▶ **REQUIRED ACTION**
Reproduce the full editorial on the Kercher murder case word for word.

▶ **GIVEN PASSAGE**
◆ ◆ ◆ ◆

Kercher murder case: a revolving door

There were no winners in the Perugia courtroom. Amanda Knox and her former boyfriend Raffaele Sollecito have just lost four years of their lives for a crime they insist they did not commit. The family of the British student Meredith Kercher are no nearer to establishing who participated in her gruesome murder. Their conviction, backed by previous court rulings, that it was more than just one man, Rudy Guede, who was sentenced to 16 years for his role, remains undented. But there are plenty of losers. Chief among them is the Italian criminal justice system itself.

The first of the charges to be levelled at it is the pace at which it limps along: the accused were in prison for a year before the first proceedings began. The appeal took 11 months but consisted of only 20 sittings. This alone hands a weighty power of incarceration to investigating magistrates. It is all too open to question whether Giuliano Mignini, who is himself appealing against a 16-month sentence for abuse of office and who believes he too is a victim of a conspiracy from his investigation of earlier high-profile cases, was the right man to investigate this case.

The appeal itself hinged on the trustworthiness of the forensic evidence against Knox and Sollecito. The bra clasp which tested positive for Sollecito's DNA was not discovered until 47 days after the murder took place. Videos show how investigators passed it around with contaminated gloves. Evidence central to the prosecution's case could easily have become contaminated. The professionalism of the forensic team left much to be desired.

◆ ◆ ◆ ◆

▶ **PROVIDED INFORMATION**
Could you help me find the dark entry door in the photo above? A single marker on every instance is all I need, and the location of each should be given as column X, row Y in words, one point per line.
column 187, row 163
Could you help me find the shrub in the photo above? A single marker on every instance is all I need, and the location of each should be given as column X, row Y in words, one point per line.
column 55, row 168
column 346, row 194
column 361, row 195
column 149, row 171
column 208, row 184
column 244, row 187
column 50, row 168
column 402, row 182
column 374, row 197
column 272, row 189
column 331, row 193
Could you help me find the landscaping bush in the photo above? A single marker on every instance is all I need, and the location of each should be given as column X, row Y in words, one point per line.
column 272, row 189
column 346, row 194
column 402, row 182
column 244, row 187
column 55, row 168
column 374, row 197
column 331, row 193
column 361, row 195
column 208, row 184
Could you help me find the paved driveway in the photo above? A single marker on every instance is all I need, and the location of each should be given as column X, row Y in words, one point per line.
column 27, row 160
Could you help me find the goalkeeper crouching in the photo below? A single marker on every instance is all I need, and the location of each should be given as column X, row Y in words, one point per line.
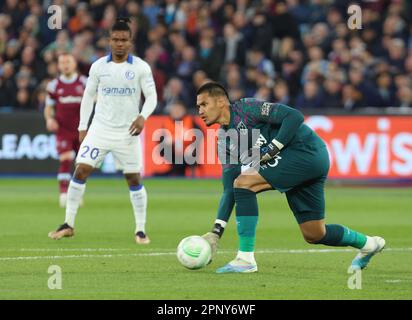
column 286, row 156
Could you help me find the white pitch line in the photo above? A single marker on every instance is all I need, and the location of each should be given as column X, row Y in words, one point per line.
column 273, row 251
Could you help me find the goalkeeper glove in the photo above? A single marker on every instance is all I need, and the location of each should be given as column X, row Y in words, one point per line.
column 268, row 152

◆ ◆ ◆ ◆

▶ **RESPONSE BOX**
Kercher murder case: a revolving door

There were no winners in the Perugia courtroom. Amanda Knox and her former boyfriend Raffaele Sollecito have just lost four years of their lives for a crime they insist they did not commit. The family of the British student Meredith Kercher are no nearer to establishing who participated in her gruesome murder. Their conviction, backed by previous court rulings, that it was more than just one man, Rudy Guede, who was sentenced to 16 years for his role, remains undented. But there are plenty of losers. Chief among them is the Italian criminal justice system itself.

The first of the charges to be levelled at it is the pace at which it limps along: the accused were in prison for a year before the first proceedings began. The appeal took 11 months but consisted of only 20 sittings. This alone hands a weighty power of incarceration to investigating magistrates. It is all too open to question whether Giuliano Mignini, who is himself appealing against a 16-month sentence for abuse of office and who believes he too is a victim of a conspiracy from his investigation of earlier high-profile cases, was the right man to investigate this case.

The appeal itself hinged on the trustworthiness of the forensic evidence against Knox and Sollecito. The bra clasp which tested positive for Sollecito's DNA was not discovered until 47 days after the murder took place. Videos show how investigators passed it around with contaminated gloves. Evidence central to the prosecution's case could easily have become contaminated. The professionalism of the forensic team left much to be desired.